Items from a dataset
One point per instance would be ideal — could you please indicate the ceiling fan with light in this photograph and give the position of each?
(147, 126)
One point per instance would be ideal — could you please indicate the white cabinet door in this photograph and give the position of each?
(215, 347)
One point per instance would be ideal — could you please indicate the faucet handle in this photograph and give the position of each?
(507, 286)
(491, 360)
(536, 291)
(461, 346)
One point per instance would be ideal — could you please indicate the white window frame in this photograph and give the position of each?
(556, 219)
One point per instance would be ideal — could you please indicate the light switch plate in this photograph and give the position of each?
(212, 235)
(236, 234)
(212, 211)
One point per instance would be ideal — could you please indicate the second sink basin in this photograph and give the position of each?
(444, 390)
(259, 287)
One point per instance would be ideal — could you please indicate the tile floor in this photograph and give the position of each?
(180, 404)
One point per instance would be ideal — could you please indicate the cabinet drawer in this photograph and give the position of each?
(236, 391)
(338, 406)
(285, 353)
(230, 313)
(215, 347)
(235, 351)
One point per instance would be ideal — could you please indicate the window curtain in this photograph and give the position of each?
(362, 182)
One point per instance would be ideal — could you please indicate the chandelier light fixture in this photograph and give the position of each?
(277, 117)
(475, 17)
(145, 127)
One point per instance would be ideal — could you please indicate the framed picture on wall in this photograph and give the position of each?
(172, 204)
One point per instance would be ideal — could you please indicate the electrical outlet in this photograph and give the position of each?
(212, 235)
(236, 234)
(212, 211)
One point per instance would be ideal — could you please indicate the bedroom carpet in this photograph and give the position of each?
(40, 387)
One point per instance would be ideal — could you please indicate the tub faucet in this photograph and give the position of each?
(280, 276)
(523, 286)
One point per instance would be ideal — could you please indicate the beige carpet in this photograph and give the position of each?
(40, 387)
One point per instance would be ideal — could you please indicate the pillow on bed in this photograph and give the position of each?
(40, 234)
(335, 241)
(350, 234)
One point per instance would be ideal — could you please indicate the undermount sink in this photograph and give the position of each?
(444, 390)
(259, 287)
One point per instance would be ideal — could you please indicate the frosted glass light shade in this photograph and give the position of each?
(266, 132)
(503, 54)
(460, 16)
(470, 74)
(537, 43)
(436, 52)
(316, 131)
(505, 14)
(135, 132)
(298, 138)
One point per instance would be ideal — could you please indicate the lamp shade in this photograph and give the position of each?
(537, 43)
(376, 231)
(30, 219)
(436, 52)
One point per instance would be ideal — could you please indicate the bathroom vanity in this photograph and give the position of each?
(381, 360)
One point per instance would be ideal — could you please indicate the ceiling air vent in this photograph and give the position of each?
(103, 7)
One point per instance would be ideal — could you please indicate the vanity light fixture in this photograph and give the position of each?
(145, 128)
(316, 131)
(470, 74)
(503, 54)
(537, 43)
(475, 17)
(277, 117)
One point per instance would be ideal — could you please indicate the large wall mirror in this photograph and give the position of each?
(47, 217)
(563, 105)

# BRIEF
Print the entries once more, character for character.

# EXERCISE SOLUTION
One point per instance would be ideal — could you please indicate the ceiling fan with light in this photograph and give the position of each?
(147, 126)
One point per instance would be ideal — could you please indicate the white cabinet door in this photograph and give the position of each?
(215, 347)
One point per instance would be ideal — could you please indicate the faucet handle in this photograph and give the position of each?
(507, 286)
(491, 360)
(536, 291)
(461, 346)
One point per instance would be ideal — could you please indicate the white window frame in this photograph and give the position of each?
(556, 219)
One point per instance would be ideal — could you please indicate the light switch plate in this photograph and give the position of each?
(212, 235)
(236, 234)
(212, 211)
One point per instance would be ideal — could you please indicate the second sink basin in this photograph and give the position of each?
(444, 390)
(259, 287)
One point per instance would be ideal — could you please indicate the tile floor in this photograph and give the position of each?
(180, 404)
One point per instance would be ideal — could you please indicate the cabinet drawer in this photograph and give the position of each?
(236, 391)
(338, 406)
(285, 353)
(230, 313)
(215, 347)
(235, 351)
One point per instance would be ideal — could you please indicate the window curtain in this photograph and give the position of each?
(362, 182)
One point per instance would be ideal — could you please indicate the chandelier light fixture in this photograph and give the position of each?
(277, 117)
(475, 17)
(145, 127)
One point per instance would be ideal — could you please indicate the framed picture on wall in this photograph and give the position of each?
(172, 204)
One point per instance would be ideal — could you please indicate the electrical outlet in this photograph and give the position of each?
(212, 235)
(236, 234)
(212, 211)
One point per instance would be ideal — could you please indicate the bedroom carpet in this photograph and give the position of each?
(40, 387)
One point per instance would be ideal — could you please indicate the tub faucet in this photograph and give the position of each?
(280, 276)
(523, 286)
One point per instance would be ideal — could you please indicate the beige carpet in this photograph and give the position of each?
(40, 387)
One point per instance would be ideal — could you please indicate the pillow on bed in this photograph and give the position of each?
(40, 234)
(335, 241)
(350, 234)
One point per instance would be ideal — could you please indicate the undermount sink in this photograph and give the position of each?
(444, 390)
(259, 287)
One point per instance would be ideal — could you please indicate the frosted glass light shade in this photograph and give the position of each?
(266, 132)
(503, 54)
(460, 16)
(470, 74)
(537, 43)
(436, 52)
(316, 131)
(505, 14)
(135, 132)
(298, 138)
One point per instance would be ideal — could you please indicate the lamp shade in this photograph and give the position of each?
(537, 43)
(376, 231)
(30, 219)
(436, 52)
One point per instance would be ideal — could you please indicate the bathroom vanity in this photograph and give the position of each?
(381, 360)
One point per instance would be ideal — could you please indicate the ceiling air vent in this photograph and give the position of each?
(103, 7)
One point per instance would be ideal — could you please indicate the vanity light fixture in this photograph and give the position of each?
(145, 128)
(316, 131)
(470, 74)
(503, 54)
(537, 43)
(475, 17)
(277, 117)
One point per instance would be ideal — could you please indicate the large wall mirror in this photograph and give the position of each?
(47, 217)
(563, 105)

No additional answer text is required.